## Start
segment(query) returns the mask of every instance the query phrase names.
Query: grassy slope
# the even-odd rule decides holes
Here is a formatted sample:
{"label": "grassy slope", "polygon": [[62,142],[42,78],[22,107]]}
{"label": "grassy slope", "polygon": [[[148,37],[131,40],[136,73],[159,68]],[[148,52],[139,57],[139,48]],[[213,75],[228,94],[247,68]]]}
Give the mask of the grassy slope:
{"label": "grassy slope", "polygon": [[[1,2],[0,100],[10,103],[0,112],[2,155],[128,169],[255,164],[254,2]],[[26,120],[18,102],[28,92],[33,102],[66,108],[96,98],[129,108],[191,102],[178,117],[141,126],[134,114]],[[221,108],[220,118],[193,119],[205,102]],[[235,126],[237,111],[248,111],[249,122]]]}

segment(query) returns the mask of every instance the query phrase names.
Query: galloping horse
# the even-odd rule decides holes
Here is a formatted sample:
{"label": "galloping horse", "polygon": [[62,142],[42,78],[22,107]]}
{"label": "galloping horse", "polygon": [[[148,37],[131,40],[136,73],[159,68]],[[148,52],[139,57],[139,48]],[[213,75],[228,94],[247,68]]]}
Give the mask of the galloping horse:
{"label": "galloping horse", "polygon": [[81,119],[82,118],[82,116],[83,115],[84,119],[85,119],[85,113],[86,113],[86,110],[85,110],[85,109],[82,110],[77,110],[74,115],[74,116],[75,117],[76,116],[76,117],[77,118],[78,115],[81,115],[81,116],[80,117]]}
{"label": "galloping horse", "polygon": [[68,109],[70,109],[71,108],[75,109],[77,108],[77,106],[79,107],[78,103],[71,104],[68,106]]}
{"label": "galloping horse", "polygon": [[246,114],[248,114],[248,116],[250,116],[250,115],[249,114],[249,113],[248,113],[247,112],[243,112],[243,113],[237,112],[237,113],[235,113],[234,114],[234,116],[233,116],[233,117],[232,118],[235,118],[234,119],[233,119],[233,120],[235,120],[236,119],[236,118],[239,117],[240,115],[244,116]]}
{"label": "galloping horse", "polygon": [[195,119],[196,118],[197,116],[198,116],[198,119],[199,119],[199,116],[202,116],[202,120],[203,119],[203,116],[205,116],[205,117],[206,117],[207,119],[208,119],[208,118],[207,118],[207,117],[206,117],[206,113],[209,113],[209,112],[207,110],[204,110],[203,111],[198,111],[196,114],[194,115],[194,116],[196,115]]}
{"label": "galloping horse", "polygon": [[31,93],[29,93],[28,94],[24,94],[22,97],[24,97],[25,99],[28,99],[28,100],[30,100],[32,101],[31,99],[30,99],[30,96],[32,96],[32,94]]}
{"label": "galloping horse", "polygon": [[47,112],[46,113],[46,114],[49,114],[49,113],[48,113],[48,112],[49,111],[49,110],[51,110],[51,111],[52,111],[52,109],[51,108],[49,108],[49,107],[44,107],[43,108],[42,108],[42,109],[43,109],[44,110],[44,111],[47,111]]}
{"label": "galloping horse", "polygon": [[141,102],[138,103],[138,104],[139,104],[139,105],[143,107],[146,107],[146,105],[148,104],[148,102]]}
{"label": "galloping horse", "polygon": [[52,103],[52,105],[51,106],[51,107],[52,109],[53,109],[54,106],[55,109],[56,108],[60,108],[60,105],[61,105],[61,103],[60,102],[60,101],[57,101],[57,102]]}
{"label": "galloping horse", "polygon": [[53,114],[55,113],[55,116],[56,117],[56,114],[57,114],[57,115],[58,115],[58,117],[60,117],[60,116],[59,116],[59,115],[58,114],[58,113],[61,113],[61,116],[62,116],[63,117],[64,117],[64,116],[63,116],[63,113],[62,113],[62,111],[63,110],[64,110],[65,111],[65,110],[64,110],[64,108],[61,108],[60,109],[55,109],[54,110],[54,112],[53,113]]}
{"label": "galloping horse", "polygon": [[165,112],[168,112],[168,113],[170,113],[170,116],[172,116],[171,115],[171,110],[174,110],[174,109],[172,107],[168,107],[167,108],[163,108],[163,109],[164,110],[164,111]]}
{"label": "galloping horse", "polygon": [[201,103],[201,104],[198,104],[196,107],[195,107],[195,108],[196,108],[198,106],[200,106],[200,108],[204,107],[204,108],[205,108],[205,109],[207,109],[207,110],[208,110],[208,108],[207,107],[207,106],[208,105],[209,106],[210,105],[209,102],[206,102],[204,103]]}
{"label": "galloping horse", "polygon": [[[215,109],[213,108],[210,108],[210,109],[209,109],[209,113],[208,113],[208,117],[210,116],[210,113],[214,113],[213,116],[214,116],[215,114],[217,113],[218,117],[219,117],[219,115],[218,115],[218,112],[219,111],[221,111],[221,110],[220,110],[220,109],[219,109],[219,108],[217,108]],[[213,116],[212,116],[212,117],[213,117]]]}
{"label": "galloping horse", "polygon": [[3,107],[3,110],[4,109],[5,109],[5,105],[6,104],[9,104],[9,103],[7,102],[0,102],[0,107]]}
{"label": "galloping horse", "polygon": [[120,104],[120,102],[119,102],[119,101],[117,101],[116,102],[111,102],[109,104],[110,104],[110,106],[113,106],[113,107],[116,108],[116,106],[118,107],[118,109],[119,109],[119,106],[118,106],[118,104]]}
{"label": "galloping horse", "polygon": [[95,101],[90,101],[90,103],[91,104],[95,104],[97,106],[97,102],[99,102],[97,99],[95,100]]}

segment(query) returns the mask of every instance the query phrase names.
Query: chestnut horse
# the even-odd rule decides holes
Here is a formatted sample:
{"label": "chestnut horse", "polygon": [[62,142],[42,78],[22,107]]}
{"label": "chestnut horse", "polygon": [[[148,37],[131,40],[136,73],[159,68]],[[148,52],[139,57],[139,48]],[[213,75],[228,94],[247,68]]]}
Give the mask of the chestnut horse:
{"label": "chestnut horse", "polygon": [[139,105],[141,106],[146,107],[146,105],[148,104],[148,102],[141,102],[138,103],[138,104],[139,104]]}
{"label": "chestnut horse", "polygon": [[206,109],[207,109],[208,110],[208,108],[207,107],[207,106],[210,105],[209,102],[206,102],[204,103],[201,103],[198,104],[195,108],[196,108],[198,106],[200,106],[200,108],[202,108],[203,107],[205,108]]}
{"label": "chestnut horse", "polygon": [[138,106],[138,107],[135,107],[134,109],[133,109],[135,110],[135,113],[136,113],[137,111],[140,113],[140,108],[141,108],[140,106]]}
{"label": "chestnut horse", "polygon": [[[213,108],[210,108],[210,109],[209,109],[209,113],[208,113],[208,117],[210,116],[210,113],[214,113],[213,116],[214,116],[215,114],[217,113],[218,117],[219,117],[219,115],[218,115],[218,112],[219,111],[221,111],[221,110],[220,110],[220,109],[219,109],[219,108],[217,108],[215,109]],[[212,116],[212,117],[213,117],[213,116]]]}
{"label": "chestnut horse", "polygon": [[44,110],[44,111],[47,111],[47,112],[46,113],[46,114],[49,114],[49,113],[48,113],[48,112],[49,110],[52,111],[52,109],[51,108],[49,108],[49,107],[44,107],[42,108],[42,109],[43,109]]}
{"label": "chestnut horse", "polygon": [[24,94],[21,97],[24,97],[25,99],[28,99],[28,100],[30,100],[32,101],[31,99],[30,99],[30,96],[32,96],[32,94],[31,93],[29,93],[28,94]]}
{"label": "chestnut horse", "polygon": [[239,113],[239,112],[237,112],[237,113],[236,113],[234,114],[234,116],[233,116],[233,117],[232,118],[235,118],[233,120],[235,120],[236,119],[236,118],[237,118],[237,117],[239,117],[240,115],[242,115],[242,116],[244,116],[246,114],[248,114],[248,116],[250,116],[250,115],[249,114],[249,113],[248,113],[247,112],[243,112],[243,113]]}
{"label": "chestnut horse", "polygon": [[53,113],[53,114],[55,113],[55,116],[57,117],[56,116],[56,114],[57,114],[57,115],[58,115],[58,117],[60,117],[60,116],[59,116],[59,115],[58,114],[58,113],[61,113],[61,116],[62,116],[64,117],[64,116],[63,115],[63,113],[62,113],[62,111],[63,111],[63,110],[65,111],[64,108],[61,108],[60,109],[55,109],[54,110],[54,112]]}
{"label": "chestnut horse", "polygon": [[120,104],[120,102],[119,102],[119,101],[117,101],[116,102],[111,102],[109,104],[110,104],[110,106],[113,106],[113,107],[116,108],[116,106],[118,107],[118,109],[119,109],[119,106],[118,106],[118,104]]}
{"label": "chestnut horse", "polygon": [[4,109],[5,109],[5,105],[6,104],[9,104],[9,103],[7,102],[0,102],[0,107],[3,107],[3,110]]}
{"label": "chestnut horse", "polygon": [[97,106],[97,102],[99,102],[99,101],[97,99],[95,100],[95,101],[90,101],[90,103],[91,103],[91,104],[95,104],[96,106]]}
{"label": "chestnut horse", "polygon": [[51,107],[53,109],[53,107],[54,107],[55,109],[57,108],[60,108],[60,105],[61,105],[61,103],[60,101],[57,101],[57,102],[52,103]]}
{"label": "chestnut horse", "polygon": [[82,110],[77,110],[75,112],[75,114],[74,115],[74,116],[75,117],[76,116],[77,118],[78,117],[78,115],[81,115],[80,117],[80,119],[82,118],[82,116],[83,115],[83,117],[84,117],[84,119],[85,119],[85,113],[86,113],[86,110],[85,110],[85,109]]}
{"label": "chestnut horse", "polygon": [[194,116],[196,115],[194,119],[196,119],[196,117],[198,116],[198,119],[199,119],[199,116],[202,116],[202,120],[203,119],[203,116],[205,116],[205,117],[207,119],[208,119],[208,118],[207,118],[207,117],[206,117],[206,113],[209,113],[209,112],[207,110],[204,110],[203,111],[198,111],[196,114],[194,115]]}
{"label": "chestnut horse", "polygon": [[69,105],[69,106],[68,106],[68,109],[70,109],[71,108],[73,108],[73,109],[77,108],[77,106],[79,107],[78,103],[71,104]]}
## End
Directive
Filter the records down to every line that contains the string "slope", and reproduce each of those lines in full.

The result
Query: grassy slope
{"label": "grassy slope", "polygon": [[62,142],[42,78],[22,107]]}
{"label": "grassy slope", "polygon": [[[148,37],[131,40],[136,73],[159,68]],[[148,52],[139,57],[139,48]],[[213,75],[228,94],[247,68]]]}
Give the mask of the grassy slope:
{"label": "grassy slope", "polygon": [[[1,2],[0,100],[10,103],[0,112],[2,155],[128,169],[255,164],[254,2]],[[26,120],[18,102],[28,92],[33,102],[66,108],[96,98],[129,108],[191,102],[178,117],[141,126],[134,114]],[[221,108],[220,118],[193,119],[205,102]],[[235,126],[237,111],[248,111],[249,122]]]}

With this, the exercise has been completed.